[Items from a labeling collection]
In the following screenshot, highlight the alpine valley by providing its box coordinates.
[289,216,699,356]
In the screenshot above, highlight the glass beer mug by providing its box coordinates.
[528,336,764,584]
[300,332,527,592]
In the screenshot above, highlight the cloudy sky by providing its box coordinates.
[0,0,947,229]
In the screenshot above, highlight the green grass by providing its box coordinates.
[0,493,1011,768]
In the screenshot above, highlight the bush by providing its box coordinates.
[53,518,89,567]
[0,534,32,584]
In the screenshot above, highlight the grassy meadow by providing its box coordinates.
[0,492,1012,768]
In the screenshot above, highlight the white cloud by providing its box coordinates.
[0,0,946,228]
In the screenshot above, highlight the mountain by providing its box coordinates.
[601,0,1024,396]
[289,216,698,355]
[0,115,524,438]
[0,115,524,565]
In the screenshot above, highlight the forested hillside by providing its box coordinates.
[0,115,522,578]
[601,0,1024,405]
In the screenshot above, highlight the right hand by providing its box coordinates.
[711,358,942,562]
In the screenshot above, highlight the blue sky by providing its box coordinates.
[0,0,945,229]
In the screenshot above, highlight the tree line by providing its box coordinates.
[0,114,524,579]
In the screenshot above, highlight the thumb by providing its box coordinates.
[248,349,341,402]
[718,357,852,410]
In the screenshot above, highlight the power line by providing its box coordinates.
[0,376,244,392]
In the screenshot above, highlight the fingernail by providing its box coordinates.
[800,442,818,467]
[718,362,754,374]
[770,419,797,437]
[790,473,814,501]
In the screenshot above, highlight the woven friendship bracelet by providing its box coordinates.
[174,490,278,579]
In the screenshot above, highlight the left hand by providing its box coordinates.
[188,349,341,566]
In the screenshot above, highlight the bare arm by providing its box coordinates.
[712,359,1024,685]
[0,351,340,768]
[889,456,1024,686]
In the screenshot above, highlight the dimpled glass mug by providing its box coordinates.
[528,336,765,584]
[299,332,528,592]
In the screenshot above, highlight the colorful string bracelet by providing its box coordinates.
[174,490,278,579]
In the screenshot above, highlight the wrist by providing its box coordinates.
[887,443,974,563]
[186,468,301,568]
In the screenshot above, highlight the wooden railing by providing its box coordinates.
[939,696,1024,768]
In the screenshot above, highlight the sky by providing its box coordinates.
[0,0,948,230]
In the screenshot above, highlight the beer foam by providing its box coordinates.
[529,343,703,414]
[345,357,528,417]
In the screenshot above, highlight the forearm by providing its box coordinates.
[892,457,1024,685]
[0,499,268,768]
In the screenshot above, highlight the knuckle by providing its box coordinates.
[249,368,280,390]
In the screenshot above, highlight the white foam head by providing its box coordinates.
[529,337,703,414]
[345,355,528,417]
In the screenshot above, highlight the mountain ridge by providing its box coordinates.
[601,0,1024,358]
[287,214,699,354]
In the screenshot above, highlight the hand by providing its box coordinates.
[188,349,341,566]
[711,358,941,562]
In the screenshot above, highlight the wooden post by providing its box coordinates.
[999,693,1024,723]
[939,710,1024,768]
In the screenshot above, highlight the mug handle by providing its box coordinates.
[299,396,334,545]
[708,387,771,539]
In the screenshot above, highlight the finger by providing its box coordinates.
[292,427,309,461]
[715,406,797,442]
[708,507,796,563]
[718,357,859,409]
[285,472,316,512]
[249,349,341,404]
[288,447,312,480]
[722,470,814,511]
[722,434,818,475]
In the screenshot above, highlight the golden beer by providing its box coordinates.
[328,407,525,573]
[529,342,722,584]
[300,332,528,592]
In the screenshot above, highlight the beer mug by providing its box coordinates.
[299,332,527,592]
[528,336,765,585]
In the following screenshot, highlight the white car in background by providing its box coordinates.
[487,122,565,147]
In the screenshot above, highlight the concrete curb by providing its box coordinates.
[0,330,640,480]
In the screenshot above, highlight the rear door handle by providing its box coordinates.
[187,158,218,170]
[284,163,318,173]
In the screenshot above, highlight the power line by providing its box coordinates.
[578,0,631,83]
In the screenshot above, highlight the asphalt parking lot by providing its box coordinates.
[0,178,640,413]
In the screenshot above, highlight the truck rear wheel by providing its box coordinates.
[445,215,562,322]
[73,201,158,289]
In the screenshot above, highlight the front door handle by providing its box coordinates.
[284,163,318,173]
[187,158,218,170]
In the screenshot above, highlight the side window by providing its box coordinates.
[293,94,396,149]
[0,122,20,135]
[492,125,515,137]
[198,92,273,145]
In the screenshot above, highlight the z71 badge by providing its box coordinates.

**Given problem:**
Rescale the lines from the start of the collection through the line containing "[0,376,244,392]", both included, and write them out again with every request intact. Multiply each box coordinate in the answers by 0.7 and round it to a whole number, with halves rounding up.

**Reply to the exercise:**
In the following screenshot, highlight the alpine valley by providing its box coordinates.
[202,151,489,249]
In the screenshot above, highlight the glass beer mug by providing its box coordinates.
[370,235,535,409]
[210,232,369,414]
In the screenshot above, highlight the cloudy sky by providing its box coordinates.
[0,0,663,160]
In the screenshot above, highlight the green grass by providing its box coordinates.
[0,345,708,538]
In the screenshot above, highlight the bush by providing its box coordinates.
[37,363,62,397]
[0,374,22,409]
In the screenshot above, highlight the grassy meadow by providing its box coordinates.
[0,344,708,538]
In the screenshot above, highlight the white cloud by providing its box coordinates.
[0,0,662,160]
In the screenshot above, highlight the mountain by providing its box coordinates.
[421,0,717,277]
[202,151,489,249]
[0,81,367,307]
[0,81,367,396]
In the screenshot above, highlight the forested hillside by providing its box coordinates.
[0,81,365,405]
[421,0,717,284]
In the screenshot above, highlight the right hand by providing its box coordinates.
[498,251,659,393]
In the screenshot above, highlight the blue sky by providing its box coordinates.
[0,0,662,160]
In the screenshot above, highlight the tree line by providing its box coordinates.
[0,80,367,405]
In the screenshot above, highlight the thumb by providing its box coordinates.
[174,244,239,281]
[503,250,596,287]
In the screenshot above, highlight the power line by providing its box coordinates.
[0,263,171,274]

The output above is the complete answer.